"""

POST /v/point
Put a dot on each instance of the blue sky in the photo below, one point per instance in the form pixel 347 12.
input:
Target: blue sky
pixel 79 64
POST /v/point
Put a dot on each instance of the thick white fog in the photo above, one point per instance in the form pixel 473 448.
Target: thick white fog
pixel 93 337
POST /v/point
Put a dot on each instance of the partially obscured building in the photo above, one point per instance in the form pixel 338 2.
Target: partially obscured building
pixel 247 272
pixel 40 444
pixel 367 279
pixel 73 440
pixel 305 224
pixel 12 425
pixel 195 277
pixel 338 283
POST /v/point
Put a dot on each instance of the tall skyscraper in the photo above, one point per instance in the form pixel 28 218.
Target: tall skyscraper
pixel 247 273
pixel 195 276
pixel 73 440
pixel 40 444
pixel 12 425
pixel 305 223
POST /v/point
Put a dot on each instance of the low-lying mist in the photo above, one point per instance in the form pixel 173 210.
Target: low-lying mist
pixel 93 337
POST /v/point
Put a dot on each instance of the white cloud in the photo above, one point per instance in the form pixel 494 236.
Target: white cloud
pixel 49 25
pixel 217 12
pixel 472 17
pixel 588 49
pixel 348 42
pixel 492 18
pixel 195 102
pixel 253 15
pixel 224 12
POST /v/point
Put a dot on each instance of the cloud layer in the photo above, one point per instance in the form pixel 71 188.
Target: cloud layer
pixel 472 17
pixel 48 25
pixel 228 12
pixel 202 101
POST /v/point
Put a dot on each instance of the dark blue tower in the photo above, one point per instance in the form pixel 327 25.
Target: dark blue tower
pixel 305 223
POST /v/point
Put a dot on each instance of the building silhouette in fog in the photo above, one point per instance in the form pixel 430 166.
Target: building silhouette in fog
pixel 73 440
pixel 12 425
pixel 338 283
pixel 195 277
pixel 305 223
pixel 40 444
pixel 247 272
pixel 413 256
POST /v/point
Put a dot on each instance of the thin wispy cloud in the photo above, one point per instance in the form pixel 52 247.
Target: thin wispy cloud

"""

__ASSIGNED TASK__
Go through the listing, find each line with the word "wispy", and copy it.

__EXERCISE ANSWER__
Put a dot on each instance of the thin wispy cloud in the photo above, one point per instance in the form pixel 52 247.
Target: thin wispy cloud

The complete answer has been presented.